Exercise instructions: Please reproduce every line of the entries below word for word, leaving out the pictures.

Material provided:
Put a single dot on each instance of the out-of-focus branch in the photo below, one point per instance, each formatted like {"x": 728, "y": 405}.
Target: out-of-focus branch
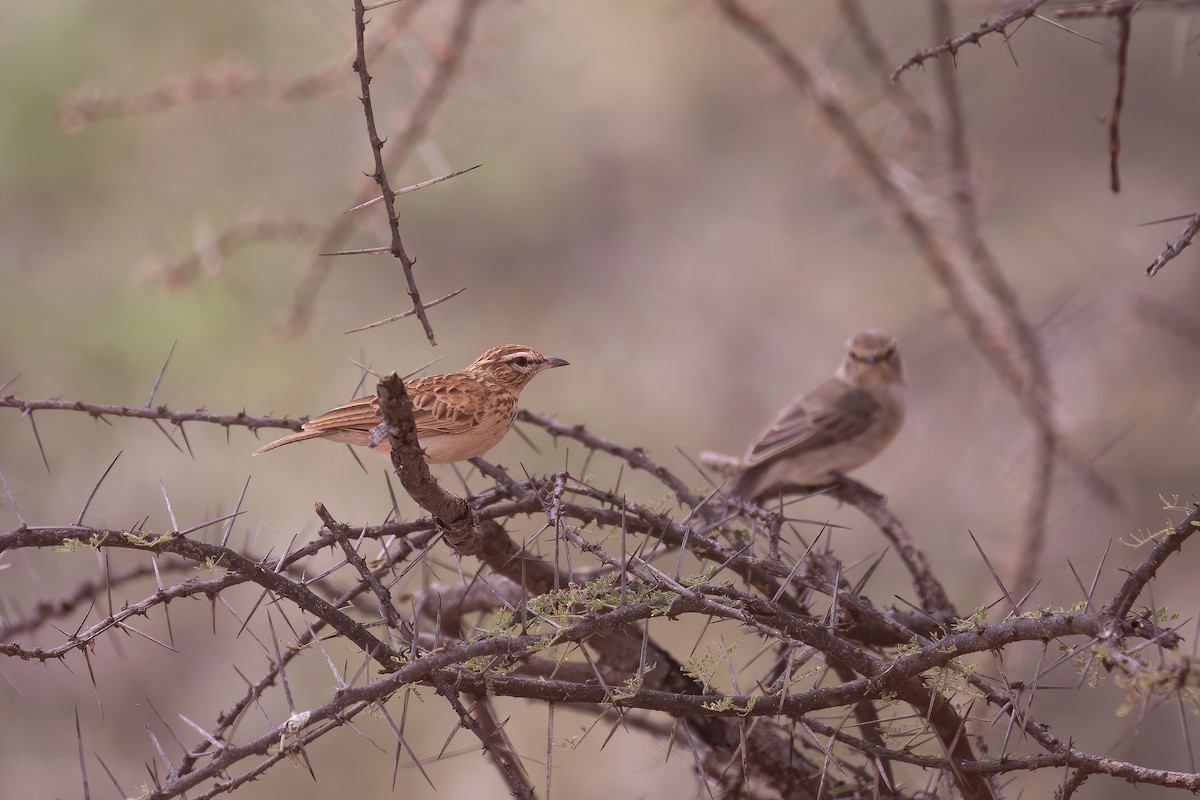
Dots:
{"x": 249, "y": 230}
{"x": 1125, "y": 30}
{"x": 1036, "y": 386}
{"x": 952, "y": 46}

Worked answer:
Put a single dot on each instance of the out-of-focus branch in the photo below, one point per instance, each formatted like {"x": 728, "y": 405}.
Target: out-of-focus branch
Dots:
{"x": 249, "y": 230}
{"x": 1125, "y": 30}
{"x": 1036, "y": 386}
{"x": 952, "y": 46}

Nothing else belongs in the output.